• **Exercises to complete**:
a: According to the passage on the Welsh Rugby Union, how many member clubs does the WRU oversee?
b: Set down, word for word, the part of the passage on the Welsh Rugby Union that begins with the words "The Welsh Rugby Union (WRU;" and ends with the words "body, World Rugby.".

# START OF Excerpt to read

The Welsh Rugby Union (WRU; ) is the governing body of rugby union in the country of Wales, recognised by the sport's international governing body, World Rugby.

The WRU is responsible for the running of rugby in Wales, overseeing 320 member clubs, the Welsh national team and National Leagues and Cups. The WRU is headed by the President (Gerald Davies), chairman (Ieuan Evans) and acting CEO (Nigel Walker).

History

The roots of the Welsh Rugby Union lay in the creation of the South Wales Football Union (SWFU) in September 1875; formed, "...with the intention of playing matches with the principal clubs in the West of England and the neighbourhood. The rugby rules will be the code adopted. The South Wales Football Club was superseded in 1878 by the South Wales Football Union in an attempt to bring greater regulation to the sport and to select representatives from club sides to represent the international game. The SWFU though were poorly organised, and although they arranged fixtures between a South Wales team and various English clubs, they were often victims of fixture-clashes and were accused of lacking energy. In 1880, Richard Mullock, secretary of the Newport Athletic Club, decided to take matters into his own hands and without the backing of the SWFU organised an international match against England.

# END OF Excerpt to read
# START OF Listed records

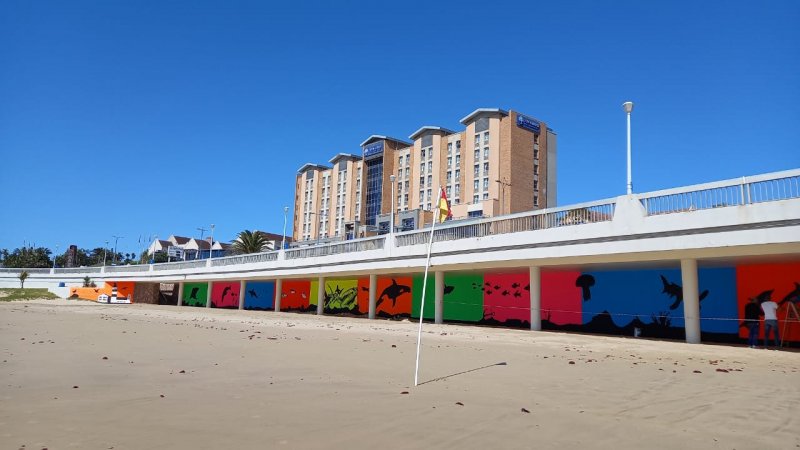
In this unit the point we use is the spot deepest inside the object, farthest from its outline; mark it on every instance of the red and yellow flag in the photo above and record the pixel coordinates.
(444, 207)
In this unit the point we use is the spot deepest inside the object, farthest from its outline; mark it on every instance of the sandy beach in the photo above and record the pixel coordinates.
(87, 376)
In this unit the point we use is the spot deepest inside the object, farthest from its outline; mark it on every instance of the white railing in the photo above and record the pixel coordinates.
(131, 268)
(245, 259)
(742, 191)
(600, 211)
(78, 270)
(181, 265)
(356, 245)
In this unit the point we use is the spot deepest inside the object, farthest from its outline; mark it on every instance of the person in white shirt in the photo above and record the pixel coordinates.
(770, 309)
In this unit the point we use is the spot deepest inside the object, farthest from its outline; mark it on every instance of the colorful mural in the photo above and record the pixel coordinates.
(194, 294)
(225, 294)
(295, 296)
(779, 282)
(392, 296)
(124, 289)
(259, 295)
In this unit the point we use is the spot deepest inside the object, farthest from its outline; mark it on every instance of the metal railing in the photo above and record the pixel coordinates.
(357, 245)
(79, 270)
(245, 259)
(131, 268)
(600, 211)
(736, 192)
(181, 265)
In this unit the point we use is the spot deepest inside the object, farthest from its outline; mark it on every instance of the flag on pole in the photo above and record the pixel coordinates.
(444, 207)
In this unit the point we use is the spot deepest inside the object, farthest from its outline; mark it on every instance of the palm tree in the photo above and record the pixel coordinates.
(250, 242)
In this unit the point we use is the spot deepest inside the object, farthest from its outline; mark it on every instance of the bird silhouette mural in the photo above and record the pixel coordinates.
(392, 292)
(676, 291)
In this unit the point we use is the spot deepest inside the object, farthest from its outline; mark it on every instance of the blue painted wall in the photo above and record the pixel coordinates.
(259, 295)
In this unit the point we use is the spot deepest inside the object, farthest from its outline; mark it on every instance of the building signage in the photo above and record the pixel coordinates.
(373, 149)
(528, 123)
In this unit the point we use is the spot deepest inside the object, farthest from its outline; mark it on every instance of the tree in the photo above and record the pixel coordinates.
(250, 242)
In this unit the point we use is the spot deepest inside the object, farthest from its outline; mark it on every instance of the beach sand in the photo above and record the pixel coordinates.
(221, 379)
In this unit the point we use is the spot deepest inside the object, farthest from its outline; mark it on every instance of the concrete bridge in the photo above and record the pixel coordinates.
(729, 223)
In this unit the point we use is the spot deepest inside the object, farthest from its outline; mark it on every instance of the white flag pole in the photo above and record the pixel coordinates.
(424, 286)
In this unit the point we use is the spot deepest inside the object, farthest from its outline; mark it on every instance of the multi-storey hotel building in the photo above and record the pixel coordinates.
(502, 162)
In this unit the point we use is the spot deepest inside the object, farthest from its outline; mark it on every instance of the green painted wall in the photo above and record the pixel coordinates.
(192, 297)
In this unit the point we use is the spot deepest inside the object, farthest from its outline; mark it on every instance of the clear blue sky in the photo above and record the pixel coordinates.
(136, 118)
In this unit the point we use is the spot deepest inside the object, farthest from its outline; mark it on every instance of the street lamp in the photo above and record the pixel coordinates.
(503, 185)
(285, 216)
(211, 247)
(391, 213)
(628, 107)
(114, 259)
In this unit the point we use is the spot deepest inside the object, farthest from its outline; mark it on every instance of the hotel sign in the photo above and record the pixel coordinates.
(528, 123)
(373, 149)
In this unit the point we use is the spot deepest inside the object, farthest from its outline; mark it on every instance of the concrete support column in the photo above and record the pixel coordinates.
(373, 287)
(278, 290)
(438, 297)
(320, 295)
(536, 298)
(691, 300)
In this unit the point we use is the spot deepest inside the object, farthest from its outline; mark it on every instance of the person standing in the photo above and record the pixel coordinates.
(770, 309)
(752, 314)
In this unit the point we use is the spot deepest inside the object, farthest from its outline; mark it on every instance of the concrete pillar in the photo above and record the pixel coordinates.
(373, 287)
(320, 295)
(438, 296)
(536, 298)
(278, 290)
(691, 300)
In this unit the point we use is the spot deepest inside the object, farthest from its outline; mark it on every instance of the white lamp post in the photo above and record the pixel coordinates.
(285, 216)
(211, 247)
(628, 107)
(391, 213)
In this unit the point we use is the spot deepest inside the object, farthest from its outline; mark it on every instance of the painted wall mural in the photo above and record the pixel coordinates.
(296, 296)
(124, 289)
(259, 295)
(194, 294)
(225, 294)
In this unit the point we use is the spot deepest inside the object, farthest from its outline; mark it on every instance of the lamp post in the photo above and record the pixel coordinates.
(391, 213)
(211, 247)
(628, 107)
(285, 218)
(114, 258)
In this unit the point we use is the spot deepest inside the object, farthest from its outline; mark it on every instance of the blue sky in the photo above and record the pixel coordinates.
(141, 118)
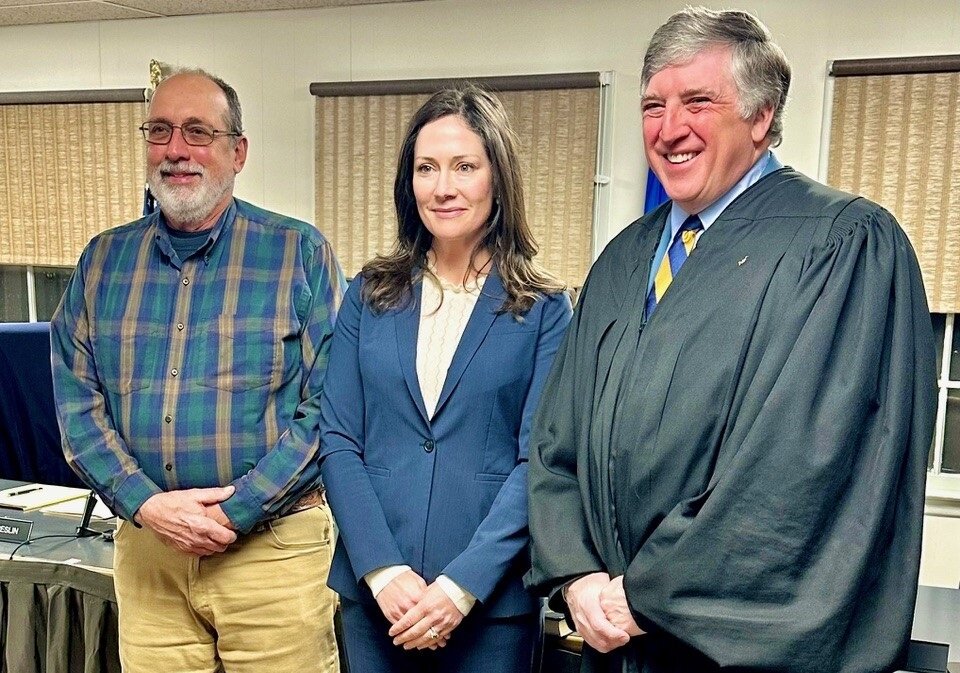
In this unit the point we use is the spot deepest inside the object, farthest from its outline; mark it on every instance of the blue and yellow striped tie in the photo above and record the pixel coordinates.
(680, 249)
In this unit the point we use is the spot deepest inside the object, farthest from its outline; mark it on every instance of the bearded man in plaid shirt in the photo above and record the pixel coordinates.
(189, 352)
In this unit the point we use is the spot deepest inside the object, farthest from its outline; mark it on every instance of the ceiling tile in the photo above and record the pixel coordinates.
(65, 12)
(184, 7)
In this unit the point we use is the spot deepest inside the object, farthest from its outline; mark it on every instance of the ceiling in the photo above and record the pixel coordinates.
(22, 12)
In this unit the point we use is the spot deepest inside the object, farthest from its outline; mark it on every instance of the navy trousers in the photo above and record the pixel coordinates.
(477, 645)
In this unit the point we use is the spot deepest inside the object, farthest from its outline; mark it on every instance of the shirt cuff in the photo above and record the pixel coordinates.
(378, 579)
(462, 598)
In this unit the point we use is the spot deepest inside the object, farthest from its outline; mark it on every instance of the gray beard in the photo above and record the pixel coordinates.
(187, 206)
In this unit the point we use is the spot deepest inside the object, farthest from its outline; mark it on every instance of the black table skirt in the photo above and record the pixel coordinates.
(57, 619)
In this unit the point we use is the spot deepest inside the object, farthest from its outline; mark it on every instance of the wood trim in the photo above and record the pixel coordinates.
(565, 80)
(908, 65)
(73, 96)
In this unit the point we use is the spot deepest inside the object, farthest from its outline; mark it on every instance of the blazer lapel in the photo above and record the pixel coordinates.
(484, 313)
(407, 323)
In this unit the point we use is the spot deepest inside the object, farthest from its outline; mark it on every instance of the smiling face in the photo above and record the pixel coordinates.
(193, 185)
(696, 141)
(452, 183)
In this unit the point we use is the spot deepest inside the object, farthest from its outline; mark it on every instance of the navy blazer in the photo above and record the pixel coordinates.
(447, 495)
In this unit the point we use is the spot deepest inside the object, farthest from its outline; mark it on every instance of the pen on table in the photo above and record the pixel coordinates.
(24, 491)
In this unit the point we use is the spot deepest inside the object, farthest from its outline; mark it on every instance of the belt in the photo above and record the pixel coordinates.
(309, 501)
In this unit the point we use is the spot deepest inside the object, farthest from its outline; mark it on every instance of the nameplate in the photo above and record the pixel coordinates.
(14, 530)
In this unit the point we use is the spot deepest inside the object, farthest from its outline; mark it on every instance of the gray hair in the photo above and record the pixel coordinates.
(234, 117)
(759, 67)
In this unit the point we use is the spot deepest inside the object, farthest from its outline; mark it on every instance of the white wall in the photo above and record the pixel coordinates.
(272, 57)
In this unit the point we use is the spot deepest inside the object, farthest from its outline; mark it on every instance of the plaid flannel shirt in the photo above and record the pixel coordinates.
(172, 374)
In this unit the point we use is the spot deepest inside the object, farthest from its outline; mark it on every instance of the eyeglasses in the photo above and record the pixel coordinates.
(196, 135)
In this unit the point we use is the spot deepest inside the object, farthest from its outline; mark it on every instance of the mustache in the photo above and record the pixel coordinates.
(180, 167)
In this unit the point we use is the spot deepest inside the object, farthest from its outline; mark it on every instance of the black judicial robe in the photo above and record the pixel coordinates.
(753, 458)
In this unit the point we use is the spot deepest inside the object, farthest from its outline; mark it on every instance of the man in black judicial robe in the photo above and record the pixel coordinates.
(734, 480)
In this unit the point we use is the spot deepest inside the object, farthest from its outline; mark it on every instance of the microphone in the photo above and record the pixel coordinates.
(84, 530)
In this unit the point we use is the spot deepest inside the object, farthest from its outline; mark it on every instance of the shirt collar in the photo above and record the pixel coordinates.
(163, 236)
(767, 163)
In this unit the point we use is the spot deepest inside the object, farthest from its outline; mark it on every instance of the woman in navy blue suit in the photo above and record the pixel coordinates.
(440, 352)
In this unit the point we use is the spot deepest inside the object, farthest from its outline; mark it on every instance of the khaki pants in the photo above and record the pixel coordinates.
(262, 606)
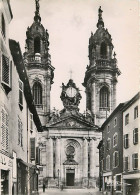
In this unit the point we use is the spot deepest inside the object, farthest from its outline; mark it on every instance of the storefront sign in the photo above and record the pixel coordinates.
(5, 160)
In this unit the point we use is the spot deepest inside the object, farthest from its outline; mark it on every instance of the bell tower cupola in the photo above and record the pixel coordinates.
(38, 65)
(101, 74)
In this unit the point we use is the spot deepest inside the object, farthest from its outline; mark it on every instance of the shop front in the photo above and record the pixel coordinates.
(107, 183)
(131, 184)
(5, 174)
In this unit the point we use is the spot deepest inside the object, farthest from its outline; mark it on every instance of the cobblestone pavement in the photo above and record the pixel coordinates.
(71, 192)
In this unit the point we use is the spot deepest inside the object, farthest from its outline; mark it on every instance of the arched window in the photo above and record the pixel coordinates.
(104, 97)
(37, 93)
(103, 50)
(37, 45)
(3, 25)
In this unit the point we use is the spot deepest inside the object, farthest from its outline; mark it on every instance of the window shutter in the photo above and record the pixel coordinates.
(4, 130)
(20, 92)
(32, 148)
(5, 70)
(37, 156)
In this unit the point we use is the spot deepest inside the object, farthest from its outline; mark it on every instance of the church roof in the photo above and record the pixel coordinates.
(72, 120)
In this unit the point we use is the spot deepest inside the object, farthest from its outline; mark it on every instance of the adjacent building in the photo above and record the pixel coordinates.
(6, 160)
(111, 150)
(119, 169)
(101, 75)
(131, 146)
(19, 121)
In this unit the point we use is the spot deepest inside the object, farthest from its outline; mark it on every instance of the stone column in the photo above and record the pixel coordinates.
(93, 97)
(85, 158)
(57, 154)
(114, 96)
(48, 88)
(50, 153)
(92, 158)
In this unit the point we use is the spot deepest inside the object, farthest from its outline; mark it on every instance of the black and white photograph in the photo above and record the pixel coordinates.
(69, 97)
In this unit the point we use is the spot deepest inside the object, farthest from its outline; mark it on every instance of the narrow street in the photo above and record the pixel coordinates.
(71, 192)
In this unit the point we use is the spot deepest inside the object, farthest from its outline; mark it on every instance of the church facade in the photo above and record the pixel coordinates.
(68, 143)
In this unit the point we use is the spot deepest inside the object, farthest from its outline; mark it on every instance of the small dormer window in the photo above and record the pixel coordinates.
(37, 93)
(3, 26)
(103, 50)
(104, 97)
(37, 45)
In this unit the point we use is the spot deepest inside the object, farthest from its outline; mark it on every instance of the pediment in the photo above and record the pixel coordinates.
(71, 122)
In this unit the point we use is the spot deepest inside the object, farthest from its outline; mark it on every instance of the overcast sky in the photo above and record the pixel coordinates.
(69, 23)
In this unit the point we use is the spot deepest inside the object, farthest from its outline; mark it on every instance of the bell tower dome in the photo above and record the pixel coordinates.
(38, 65)
(101, 74)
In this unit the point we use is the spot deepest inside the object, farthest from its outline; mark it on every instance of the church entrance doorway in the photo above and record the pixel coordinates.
(70, 175)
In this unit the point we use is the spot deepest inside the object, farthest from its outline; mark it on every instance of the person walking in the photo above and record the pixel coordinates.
(44, 187)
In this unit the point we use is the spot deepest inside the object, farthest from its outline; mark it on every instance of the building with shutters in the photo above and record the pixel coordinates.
(131, 146)
(19, 121)
(38, 65)
(69, 140)
(25, 125)
(111, 153)
(5, 104)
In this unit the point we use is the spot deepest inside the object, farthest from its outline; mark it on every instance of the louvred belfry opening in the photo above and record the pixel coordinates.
(38, 65)
(101, 74)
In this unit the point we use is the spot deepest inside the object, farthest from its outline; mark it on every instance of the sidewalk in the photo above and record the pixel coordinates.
(70, 191)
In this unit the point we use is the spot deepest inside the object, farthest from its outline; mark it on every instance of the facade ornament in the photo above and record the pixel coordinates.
(37, 7)
(100, 19)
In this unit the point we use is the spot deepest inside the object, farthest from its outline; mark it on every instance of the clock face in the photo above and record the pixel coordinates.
(71, 92)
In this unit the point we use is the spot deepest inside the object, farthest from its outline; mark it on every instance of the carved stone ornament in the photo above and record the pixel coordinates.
(70, 95)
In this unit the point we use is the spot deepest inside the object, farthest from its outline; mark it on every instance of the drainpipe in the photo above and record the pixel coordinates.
(28, 182)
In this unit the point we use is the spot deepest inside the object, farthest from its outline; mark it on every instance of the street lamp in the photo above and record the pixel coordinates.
(58, 177)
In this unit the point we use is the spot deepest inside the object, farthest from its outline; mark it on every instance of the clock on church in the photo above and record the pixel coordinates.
(70, 95)
(71, 92)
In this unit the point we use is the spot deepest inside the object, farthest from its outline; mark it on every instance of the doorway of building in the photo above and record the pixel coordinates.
(70, 175)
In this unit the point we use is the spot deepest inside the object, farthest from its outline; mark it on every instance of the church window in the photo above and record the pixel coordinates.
(3, 25)
(104, 97)
(103, 50)
(37, 93)
(37, 45)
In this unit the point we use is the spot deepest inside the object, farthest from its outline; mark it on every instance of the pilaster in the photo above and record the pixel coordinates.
(57, 166)
(50, 165)
(85, 158)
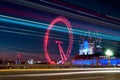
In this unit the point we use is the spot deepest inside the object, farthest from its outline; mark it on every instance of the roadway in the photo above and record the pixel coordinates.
(61, 74)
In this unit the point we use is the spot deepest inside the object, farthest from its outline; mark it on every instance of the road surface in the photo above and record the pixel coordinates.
(61, 74)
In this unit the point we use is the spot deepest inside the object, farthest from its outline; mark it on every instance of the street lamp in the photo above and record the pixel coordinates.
(109, 53)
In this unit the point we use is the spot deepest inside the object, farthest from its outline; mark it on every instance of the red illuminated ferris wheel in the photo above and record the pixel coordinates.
(64, 56)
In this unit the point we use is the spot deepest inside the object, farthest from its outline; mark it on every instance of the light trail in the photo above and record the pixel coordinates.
(57, 28)
(95, 71)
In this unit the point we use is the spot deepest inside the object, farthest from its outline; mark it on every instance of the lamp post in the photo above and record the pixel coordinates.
(109, 53)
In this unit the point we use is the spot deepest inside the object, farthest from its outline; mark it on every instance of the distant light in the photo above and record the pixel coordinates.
(109, 53)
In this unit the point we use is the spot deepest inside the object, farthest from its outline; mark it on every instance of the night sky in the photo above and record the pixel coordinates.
(23, 38)
(106, 7)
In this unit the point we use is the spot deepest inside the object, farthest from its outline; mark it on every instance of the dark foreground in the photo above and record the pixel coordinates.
(105, 74)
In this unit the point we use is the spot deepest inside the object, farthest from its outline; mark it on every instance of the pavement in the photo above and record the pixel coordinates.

# END OF Listed records

• **Answers for the exercise**:
a: 320

b:
The Welsh Rugby Union (WRU; ) is the governing body of rugby union in the country of Wales, recognised by the sport's international governing body, World Rugby.